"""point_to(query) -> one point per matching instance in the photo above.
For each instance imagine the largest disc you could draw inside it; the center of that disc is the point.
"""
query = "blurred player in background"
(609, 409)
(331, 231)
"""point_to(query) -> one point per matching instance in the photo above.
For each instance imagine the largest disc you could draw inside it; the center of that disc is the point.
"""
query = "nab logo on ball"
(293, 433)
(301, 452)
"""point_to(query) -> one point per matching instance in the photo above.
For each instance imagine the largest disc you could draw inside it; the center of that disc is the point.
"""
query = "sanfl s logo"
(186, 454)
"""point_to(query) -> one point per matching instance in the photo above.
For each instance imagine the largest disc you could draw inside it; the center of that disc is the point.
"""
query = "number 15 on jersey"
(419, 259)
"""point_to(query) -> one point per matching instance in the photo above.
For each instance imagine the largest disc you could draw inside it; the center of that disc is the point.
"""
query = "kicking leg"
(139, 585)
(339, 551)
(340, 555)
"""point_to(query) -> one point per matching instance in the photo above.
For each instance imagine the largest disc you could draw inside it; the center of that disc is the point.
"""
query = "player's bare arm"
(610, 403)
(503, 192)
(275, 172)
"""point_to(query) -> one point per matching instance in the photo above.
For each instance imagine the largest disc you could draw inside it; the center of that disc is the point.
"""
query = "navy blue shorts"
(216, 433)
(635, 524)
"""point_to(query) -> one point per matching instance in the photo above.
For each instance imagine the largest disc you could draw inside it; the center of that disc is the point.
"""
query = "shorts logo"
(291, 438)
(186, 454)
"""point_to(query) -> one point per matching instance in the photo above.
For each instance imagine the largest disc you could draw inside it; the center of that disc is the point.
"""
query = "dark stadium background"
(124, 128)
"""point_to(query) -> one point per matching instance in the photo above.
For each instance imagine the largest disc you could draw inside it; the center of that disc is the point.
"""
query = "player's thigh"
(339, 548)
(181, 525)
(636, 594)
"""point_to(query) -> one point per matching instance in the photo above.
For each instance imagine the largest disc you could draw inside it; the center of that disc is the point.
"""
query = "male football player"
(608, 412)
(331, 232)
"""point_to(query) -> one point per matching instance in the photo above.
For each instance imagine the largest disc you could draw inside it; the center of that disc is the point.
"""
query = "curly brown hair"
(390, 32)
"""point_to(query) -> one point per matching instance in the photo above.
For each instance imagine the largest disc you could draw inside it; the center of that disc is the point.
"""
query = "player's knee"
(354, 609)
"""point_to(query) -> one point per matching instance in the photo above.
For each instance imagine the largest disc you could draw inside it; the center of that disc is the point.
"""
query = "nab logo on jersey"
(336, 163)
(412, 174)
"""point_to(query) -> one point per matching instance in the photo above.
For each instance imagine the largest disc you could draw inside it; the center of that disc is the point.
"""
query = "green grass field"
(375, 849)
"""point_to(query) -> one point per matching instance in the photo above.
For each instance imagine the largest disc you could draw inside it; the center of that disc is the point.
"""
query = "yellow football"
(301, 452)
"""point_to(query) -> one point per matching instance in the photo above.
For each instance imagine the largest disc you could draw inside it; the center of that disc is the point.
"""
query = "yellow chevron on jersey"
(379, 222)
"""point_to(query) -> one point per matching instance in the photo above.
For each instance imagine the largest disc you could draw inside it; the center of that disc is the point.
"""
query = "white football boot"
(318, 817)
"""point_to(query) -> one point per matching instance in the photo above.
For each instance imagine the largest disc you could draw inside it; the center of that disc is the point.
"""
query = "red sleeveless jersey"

◆ ◆ ◆ ◆ ◆

▶ What is needed: Each record above should be set down again in its exact wording.

▶ Answer below:
"""point_to(query) -> one point per matching instance in the photo above.
For each instance imagine the largest disc you could draw inside it; the center of that disc is the point.
"""
query = "blurred player in background"
(609, 409)
(331, 231)
"""point_to(query) -> one point per matching instance in the photo above.
For each instance imagine the largest disc you could draw inside it; the center of that disc is the point.
"""
query = "nab logo on ball"
(293, 433)
(301, 452)
"""point_to(query) -> one point per matching instance in the photo above.
For each instance imagine the largest disc you could draw inside it; the center of that disc is the point.
"""
query = "sanfl s logo"
(186, 454)
"""point_to(query) -> one point per matching instance in the photo above.
For each instance imagine the largest disc you could draw inside it; the center of that disc is the point.
"""
query = "number 15 on jersey"
(419, 259)
"""point_to(query) -> one point per matching instance in the photo above.
For each instance imagine the largest disc you could draw inside it; the center of that disc is the point.
"""
query = "kicking leg"
(139, 585)
(339, 551)
(340, 555)
"""point_to(query) -> one point per matching instance in the photo above.
For each instance imagine the largest disc you could draw inside it; the center of that disc is the point.
"""
query = "player's bare arm"
(610, 403)
(503, 192)
(275, 172)
"""point_to(query) -> one point per matching instance in the photo above.
For each instance imagine the largest disc you could draw inside it; the center of that disc is the point.
"""
query = "navy blue shorts"
(216, 433)
(635, 524)
"""point_to(query) -> one point per matching instance in the photo above.
For each instance imagine the largest disc you could draw inside it; the center of that disc is the point.
"""
query = "shorts logo"
(291, 438)
(186, 454)
"""point_to(query) -> one point per matching instance in the photo above.
For each instance imagine the largest disc you could draw inside it; the center of that disc is the point.
"""
query = "dark stadium background"
(124, 128)
"""point_to(query) -> one point per matching instance in the photo above.
For each instance imagine the largest disc you could draw inside it; the center of that disc is the point.
"""
query = "player's thigh"
(339, 548)
(181, 525)
(636, 594)
"""point_to(query) -> one point per matching instance in the photo above.
For each instance imagine the largest disc you could draw inside it; the center of that disc is the point.
"""
query = "male football player"
(608, 412)
(331, 232)
"""point_to(query) -> one point per matching instance in the photo above.
For each instance imagine the largest disc you could draw inside it; the center of that disc is the point.
"""
query = "curly brown hair"
(390, 32)
"""point_to(query) -> one point per matching instance in the photo above.
For each instance imagine the largest disc you could draw inside it; the center of that disc is the point.
"""
query = "player's knee"
(354, 609)
"""point_to(query) -> one point per matching instance in the photo above.
For each instance imagine the largest disc you could draw inside it; the center of that disc is the point.
"""
query = "nab logo on jersey"
(336, 163)
(412, 174)
"""point_to(query) -> one point per matching instance in the photo above.
For each instance imagine the largest disc you could draw inside it; the center of that disc is the point.
"""
query = "green grass field"
(375, 849)
"""point_to(query) -> one point per matching instance in the photo above.
For each instance imagine the largest disc you could draw inside it; the center of that disc is the point.
"""
query = "yellow football"
(301, 452)
"""point_to(query) -> one point per matching instance in the photo above.
For each instance imagine the largest disc you could draw inside it; the center of that disc is the point.
"""
query = "yellow chevron on jersey"
(379, 222)
"""point_to(query) -> one point per matching instance in the photo above.
For each instance imagine the largest disc you could draw inside it; the center of that disc is the point.
"""
query = "white football boot"
(318, 817)
"""point_to(query) -> one point per matching instance in the photo above.
For each instance imagine the largest disc you could draw inside it; the center of that disc is the point.
"""
query = "red sleeveless jersey"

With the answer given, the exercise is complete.